■ Dataset records:
________________________

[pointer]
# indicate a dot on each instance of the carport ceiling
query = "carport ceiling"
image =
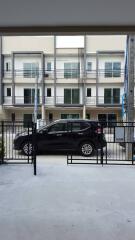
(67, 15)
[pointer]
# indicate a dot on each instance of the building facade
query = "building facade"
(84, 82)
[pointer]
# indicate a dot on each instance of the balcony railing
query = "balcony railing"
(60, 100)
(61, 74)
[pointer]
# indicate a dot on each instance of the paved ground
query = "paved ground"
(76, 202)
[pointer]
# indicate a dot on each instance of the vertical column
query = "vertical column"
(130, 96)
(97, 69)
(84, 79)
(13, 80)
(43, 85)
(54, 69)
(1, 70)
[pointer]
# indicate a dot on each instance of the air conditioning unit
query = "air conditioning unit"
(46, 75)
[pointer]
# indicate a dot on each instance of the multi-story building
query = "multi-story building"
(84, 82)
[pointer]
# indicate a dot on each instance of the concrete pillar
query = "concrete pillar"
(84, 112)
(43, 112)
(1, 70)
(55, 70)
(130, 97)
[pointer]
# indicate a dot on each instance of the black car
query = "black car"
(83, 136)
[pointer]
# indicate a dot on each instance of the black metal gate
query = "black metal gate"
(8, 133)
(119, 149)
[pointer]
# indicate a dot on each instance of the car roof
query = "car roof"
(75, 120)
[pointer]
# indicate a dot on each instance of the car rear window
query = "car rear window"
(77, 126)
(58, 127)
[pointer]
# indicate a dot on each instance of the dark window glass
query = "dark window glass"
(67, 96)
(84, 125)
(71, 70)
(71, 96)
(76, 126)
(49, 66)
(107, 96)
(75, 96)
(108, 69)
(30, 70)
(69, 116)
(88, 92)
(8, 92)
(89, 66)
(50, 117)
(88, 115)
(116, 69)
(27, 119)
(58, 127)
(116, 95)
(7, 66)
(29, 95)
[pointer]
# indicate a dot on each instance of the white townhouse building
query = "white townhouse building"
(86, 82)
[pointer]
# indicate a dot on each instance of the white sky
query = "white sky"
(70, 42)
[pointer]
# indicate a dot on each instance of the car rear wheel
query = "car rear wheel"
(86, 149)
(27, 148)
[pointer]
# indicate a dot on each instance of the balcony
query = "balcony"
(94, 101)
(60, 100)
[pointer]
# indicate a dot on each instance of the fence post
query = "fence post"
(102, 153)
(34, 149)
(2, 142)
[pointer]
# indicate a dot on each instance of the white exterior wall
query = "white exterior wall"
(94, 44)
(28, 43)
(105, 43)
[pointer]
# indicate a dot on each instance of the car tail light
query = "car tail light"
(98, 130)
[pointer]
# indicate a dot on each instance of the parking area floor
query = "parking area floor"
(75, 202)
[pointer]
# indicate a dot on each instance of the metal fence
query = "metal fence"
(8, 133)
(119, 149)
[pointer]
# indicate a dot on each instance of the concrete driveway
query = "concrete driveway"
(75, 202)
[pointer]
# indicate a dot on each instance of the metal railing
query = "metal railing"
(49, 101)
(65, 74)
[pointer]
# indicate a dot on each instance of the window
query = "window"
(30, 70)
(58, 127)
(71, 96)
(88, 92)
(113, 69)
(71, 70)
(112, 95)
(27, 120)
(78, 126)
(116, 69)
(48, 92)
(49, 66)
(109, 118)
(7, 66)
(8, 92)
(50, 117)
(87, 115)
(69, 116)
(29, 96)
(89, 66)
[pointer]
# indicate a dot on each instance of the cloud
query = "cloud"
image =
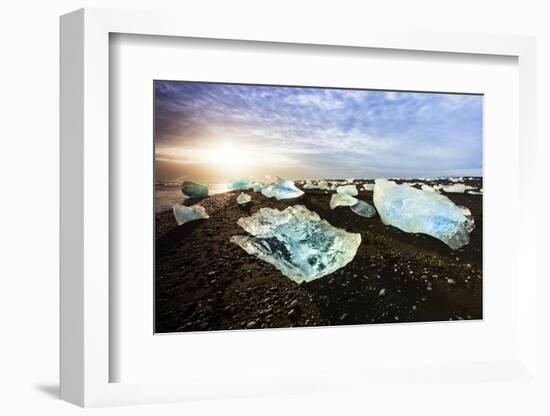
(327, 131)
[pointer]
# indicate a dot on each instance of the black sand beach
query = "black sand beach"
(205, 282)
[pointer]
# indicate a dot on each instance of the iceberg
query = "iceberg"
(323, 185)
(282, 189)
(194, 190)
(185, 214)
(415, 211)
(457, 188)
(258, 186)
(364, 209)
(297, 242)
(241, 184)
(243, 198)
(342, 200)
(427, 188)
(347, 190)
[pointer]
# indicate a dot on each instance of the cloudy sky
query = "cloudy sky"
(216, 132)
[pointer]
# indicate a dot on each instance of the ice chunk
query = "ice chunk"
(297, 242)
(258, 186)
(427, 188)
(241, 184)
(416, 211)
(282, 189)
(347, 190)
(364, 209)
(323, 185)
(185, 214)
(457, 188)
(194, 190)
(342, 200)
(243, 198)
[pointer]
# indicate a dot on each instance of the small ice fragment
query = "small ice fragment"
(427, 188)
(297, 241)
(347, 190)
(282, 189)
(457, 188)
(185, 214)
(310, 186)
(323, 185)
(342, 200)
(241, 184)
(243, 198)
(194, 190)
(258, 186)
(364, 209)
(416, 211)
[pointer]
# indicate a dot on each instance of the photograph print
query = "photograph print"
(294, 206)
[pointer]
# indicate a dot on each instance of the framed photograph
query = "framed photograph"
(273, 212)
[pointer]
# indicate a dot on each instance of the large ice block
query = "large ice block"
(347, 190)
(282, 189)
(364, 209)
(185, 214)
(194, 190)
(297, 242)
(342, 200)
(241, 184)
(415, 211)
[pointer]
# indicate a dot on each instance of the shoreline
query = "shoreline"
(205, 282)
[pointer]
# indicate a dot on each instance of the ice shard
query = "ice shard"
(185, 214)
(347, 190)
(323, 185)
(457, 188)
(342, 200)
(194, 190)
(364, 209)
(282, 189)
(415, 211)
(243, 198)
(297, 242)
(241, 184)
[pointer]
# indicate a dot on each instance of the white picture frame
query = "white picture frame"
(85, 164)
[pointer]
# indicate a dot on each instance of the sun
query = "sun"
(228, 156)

________________________

Print out the material word for word, omitting the pictures.

■ Output below:
[pointer]
# indicate a dot on each instance of the carport ceiling
query = "carport ceiling"
image =
(67, 15)
[pointer]
# indicate a dot on each instance of the building facade
query = "building facade"
(84, 82)
[pointer]
# indicate a dot on each instance of the balcony railing
query = "balcony railing"
(60, 100)
(61, 74)
[pointer]
# indicate a dot on each instance of the paved ground
query = "paved ground"
(76, 202)
[pointer]
# indicate a dot on each instance of the vertical column
query = "vertical column"
(130, 96)
(97, 69)
(84, 79)
(13, 80)
(43, 85)
(54, 69)
(1, 70)
[pointer]
# indicate a dot on each instance of the air conditioning unit
query = "air conditioning unit"
(46, 75)
[pointer]
# indicate a dot on each instance of the multi-story building
query = "multi-story building"
(84, 82)
[pointer]
# indicate a dot on each instance of the concrete pillar
query = "concrete pillar"
(84, 112)
(43, 112)
(1, 70)
(55, 70)
(130, 97)
[pointer]
# indicate a dot on each instance of the black car
query = "black car"
(83, 136)
[pointer]
# indicate a dot on each instance of the black metal gate
query = "black metal gate"
(8, 133)
(119, 149)
[pointer]
# indicate a dot on each instance of the car roof
query = "car roof"
(75, 120)
[pointer]
# indicate a dot on each instance of the car rear window
query = "car rear window"
(77, 126)
(58, 127)
[pointer]
# indicate a dot on each instance of the dark window glass
query = "dark window glass"
(67, 96)
(84, 125)
(71, 70)
(71, 96)
(76, 126)
(49, 66)
(107, 96)
(75, 96)
(108, 69)
(30, 70)
(69, 116)
(88, 92)
(8, 92)
(89, 66)
(50, 117)
(88, 115)
(116, 69)
(27, 119)
(58, 127)
(116, 95)
(7, 66)
(29, 95)
[pointer]
# indicate a dot on each instance of the white townhouse building
query = "white townhouse building"
(86, 82)
[pointer]
# indicate a dot on each instance of the white sky
query = "white sky"
(70, 42)
[pointer]
# indicate a dot on each instance of the car rear wheel
query = "car rear wheel"
(86, 149)
(27, 148)
[pointer]
# indicate a dot on each instance of the balcony
query = "balcony"
(94, 101)
(60, 100)
[pointer]
# indicate a dot on each instance of the fence post
query = "fence post"
(102, 153)
(34, 149)
(2, 142)
[pointer]
# indicate a dot on each instance of the white exterior wall
query = "white exterior wall"
(94, 44)
(28, 43)
(105, 43)
[pointer]
# indicate a dot on each instance of the car tail light
query = "car tail light"
(98, 130)
[pointer]
# indicate a dot on each instance of the parking area floor
query = "parking area floor"
(75, 202)
[pointer]
# indicate a dot on each instance of the metal fence
query = "metal fence"
(8, 133)
(119, 149)
[pointer]
# indicate a dot on each instance of the concrete driveway
query = "concrete driveway"
(75, 202)
[pointer]
# indicate a dot on each instance of the metal railing
query = "metal railing"
(49, 101)
(65, 74)
[pointer]
# indicate a dot on each instance of the window
query = "window"
(30, 70)
(58, 127)
(71, 96)
(88, 92)
(113, 69)
(71, 70)
(112, 95)
(27, 120)
(78, 126)
(116, 69)
(48, 92)
(49, 66)
(109, 118)
(7, 66)
(8, 92)
(50, 117)
(87, 115)
(69, 116)
(29, 96)
(89, 66)
[pointer]
# indicate a dot on each instance of the cloud
query = "cloud"
image =
(327, 131)
[pointer]
# indicate a dot on each instance of the black sand beach
query = "black sand beach"
(205, 282)
[pointer]
# indicate a dot on each instance of the iceberg
query = "iceberg"
(323, 185)
(282, 189)
(194, 190)
(185, 214)
(415, 211)
(457, 188)
(258, 186)
(364, 209)
(297, 242)
(241, 184)
(243, 198)
(342, 200)
(427, 188)
(347, 190)
[pointer]
# indicate a dot on each instance of the cloudy sky
query = "cloudy sky"
(216, 132)
[pointer]
# indicate a dot on each instance of the ice chunk
query = "ice chunk"
(297, 242)
(258, 186)
(427, 188)
(241, 184)
(416, 211)
(282, 189)
(347, 190)
(364, 209)
(323, 185)
(185, 214)
(457, 188)
(194, 190)
(342, 200)
(243, 198)
[pointer]
# indicate a dot on each instance of the small ice fragment
query = "small ice fragment"
(427, 188)
(297, 241)
(347, 190)
(282, 189)
(457, 188)
(185, 214)
(310, 186)
(323, 185)
(342, 200)
(241, 184)
(243, 198)
(194, 190)
(258, 186)
(364, 209)
(416, 211)
[pointer]
# indicate a dot on each instance of the photograph print
query = "photograph print"
(294, 206)
[pointer]
# indicate a dot on each instance of the framed photograph
query = "framed photograph"
(273, 212)
[pointer]
# indicate a dot on each instance of the large ice block
query = "large ice block"
(347, 190)
(282, 189)
(364, 209)
(185, 214)
(194, 190)
(297, 242)
(342, 200)
(241, 184)
(415, 211)
[pointer]
# indicate a dot on each instance of the shoreline
query = "shoreline"
(205, 282)
[pointer]
# indicate a dot on each instance of the ice shard
query = "ice shard"
(185, 214)
(347, 190)
(323, 185)
(457, 188)
(342, 200)
(194, 190)
(364, 209)
(282, 189)
(415, 211)
(243, 198)
(297, 242)
(241, 184)
[pointer]
# indicate a dot on each instance of the white picture frame
query = "white picture frame"
(85, 164)
[pointer]
# indicate a dot on each instance of the sun
query = "sun"
(228, 156)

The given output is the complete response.